• [Your tasks]
(A) Reproduce the passage of the article on suppressed China election intelligence that begins with "Porter also described" and stops after "for tinfoil-hat paranoia.".
(B) Condense the paragraph of the article on suppressed China election intelligence that starts "The CIA went further still" into a short bulleted list of its main facts.

Nikki Floris, then-deputy assistant director of the FBI's Counterintelligence Division, put it in writing. "I'm basically running a shadow government across the FBI at this point," she wrote in an internal communication now part of more than 800 pages of documents declassified and released Thursday night.
She wasn't joking. She was describing her job.
The documents, presented during President Trump's primetime address on election integrity, reveal a coordinated effort inside the intelligence community to suppress information about China's interference in American elections. Not a failure to detect it. Not a lack of resources. A deliberate, documented decision to bury what they already knew.
On September 25, 2020 — weeks before a presidential election — Floris personally led an effort to recall an active Intelligence Information Report alleging that Chinese operatives were manufacturing fake driver's licenses to exploit mail-in voting. The report wasn't lost in bureaucratic shuffle. It was actively withdrawn. And buried with it was the detail that made it most explosive: the operation "reportedly supported Biden's candidacy." They weren't suppressing evidence of Chinese interference generally. They were suppressing evidence that China was working to elect a specific candidate.
By November 2020, a senior strategic intelligence analyst put the operation into plain language. "We have deliberately massaged our one pending PDB to avoid any direct links to the election," the analyst wrote — referring to the Presidential Daily Brief, the document that is supposed to give the president an unvarnished picture of national security threats.
The National Intelligence Council noticed. A director wrote back: "Small update from NSA below. Their PDB isn't going to tie to the election? The mind boggles."
The mind boggles. That's an intelligence official's way of saying what the rest of us would phrase more colorfully.
Then the IC's own watchdog said the quiet part out loud. Barry Zulauf, the Intelligence Community's Analytic Ombudsman — the official whose job is to review exactly this kind of conduct — examined how China intelligence was handled during the 2020 election. His conclusion: analysts deliberately downplayed China's actions due to "personal disdain for Trump." Not geopolitical caution. Not analytical uncertainty. Personal disdain for the sitting president.
That finding didn't come from a Republican congressman. It came from inside the building.
The CIA went further still. According to testimony from Christopher Porter, a former National Intelligence Council officer, the CIA didn't just fail to inform President Trump about the China threat — it actively blocked efforts to brief him. It also blocked Congressional briefings, ensuring that the one branch of government constitutionally charged with oversight had no idea what the intelligence community already knew.
Porter laid out the timeline: "We knew by April 2020 that Chinese intelligence had voter registration data from multiple states." By 2023, that number had grown to 220 million voter records in Chinese hands.
Porter also described what happened when he tried to comply with the law. "When I raised concern about the legal requirement to share these and other reports with Congressional oversight, they changed my job to exclude me from elections and then fired me."
He raised a legal concern. They eliminated his position. That's not a personnel decision. That's witness tampering with a government pension.
The FBI didn't turn over evidence to Congress until June 2025, only after Senate Judiciary Chairman Chuck Grassley applied sustained pressure to force the disclosure.
For years, anyone who suggested the intelligence community was suppressing information about Chinese election interference got labeled a conspiracy theorist. The phrase "shadow government" was treated as shorthand for tinfoil-hat paranoia.
Turns out it was a direct quote from the person running it.

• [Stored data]

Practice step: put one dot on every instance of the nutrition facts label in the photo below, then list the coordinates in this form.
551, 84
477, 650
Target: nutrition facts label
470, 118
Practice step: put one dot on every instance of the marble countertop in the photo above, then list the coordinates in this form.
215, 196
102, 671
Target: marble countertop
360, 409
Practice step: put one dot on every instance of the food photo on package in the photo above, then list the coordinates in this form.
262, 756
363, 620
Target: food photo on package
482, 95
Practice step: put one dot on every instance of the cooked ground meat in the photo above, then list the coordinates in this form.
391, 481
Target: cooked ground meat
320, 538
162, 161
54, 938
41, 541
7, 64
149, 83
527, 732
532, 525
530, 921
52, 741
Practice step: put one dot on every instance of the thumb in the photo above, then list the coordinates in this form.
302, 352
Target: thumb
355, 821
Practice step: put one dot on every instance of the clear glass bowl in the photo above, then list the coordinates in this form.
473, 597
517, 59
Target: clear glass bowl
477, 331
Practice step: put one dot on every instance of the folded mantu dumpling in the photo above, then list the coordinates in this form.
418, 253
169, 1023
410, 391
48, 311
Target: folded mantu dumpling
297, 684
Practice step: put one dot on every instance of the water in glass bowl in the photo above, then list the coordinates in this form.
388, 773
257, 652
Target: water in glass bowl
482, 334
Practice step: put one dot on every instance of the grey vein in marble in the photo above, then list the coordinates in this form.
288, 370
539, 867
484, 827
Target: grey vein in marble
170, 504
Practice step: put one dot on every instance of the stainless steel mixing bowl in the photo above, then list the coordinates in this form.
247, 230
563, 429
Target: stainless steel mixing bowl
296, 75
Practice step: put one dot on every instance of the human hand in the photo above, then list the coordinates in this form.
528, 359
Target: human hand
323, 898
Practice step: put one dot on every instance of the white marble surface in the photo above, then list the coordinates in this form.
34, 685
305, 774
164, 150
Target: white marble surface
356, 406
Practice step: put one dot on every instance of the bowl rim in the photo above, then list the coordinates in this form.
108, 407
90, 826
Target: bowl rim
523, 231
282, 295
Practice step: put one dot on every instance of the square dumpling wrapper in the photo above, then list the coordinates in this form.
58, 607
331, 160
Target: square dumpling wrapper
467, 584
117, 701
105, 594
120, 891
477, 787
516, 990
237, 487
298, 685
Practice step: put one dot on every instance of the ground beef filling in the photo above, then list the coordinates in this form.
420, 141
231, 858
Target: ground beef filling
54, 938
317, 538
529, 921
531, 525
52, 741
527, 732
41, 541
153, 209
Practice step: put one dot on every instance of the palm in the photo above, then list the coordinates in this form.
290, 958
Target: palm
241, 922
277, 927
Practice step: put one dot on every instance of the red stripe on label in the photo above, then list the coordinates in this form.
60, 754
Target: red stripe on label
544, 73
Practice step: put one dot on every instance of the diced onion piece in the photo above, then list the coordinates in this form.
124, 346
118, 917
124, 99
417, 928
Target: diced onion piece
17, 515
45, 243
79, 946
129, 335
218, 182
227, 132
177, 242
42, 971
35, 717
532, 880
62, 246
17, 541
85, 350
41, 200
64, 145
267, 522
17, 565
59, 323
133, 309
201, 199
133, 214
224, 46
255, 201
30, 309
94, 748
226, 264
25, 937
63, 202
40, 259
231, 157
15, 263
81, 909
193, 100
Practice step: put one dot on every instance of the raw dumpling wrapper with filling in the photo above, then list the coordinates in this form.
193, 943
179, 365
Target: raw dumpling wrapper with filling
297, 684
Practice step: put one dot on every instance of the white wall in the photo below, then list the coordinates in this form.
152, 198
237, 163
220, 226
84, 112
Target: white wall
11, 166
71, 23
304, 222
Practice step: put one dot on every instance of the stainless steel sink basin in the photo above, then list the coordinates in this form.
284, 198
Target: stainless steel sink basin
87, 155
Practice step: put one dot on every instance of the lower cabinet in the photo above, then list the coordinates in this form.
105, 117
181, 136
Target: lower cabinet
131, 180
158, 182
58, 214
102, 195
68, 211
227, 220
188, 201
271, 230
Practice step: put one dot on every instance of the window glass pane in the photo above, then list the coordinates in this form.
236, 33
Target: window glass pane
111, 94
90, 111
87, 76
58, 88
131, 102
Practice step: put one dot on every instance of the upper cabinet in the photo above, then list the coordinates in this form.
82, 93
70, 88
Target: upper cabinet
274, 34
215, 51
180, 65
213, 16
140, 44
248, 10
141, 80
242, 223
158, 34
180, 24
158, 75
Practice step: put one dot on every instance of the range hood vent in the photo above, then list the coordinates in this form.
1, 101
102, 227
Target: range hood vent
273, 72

• [Expected results]
(A)
Porter also described what happened when he tried to comply with the law. "When I raised concern about the legal requirement to share these and other reports with Congressional oversight, they changed my job to exclude me from elections and then fired me."
He raised a legal concern. They eliminated his position. That's not a personnel decision. That's witness tampering with a government pension.
The FBI didn't turn over evidence to Congress until June 2025, only after Senate Judiciary Chairman Chuck Grassley applied sustained pressure to force the disclosure.
For years, anyone who suggested the intelligence community was suppressing information about Chinese election interference got labeled a conspiracy theorist. The phrase "shadow government" was treated as shorthand for tinfoil-hat paranoia.

(B)
- According to testimony from Christopher Porter, a former National Intelligence Council officer, the CIA did more than fail to inform President Trump about the China threat. It actively blocked efforts to brief him.
- The CIA also blocked Congressional briefings. As a result, Congress, the branch charged with oversight, did not know what the intelligence community already knew.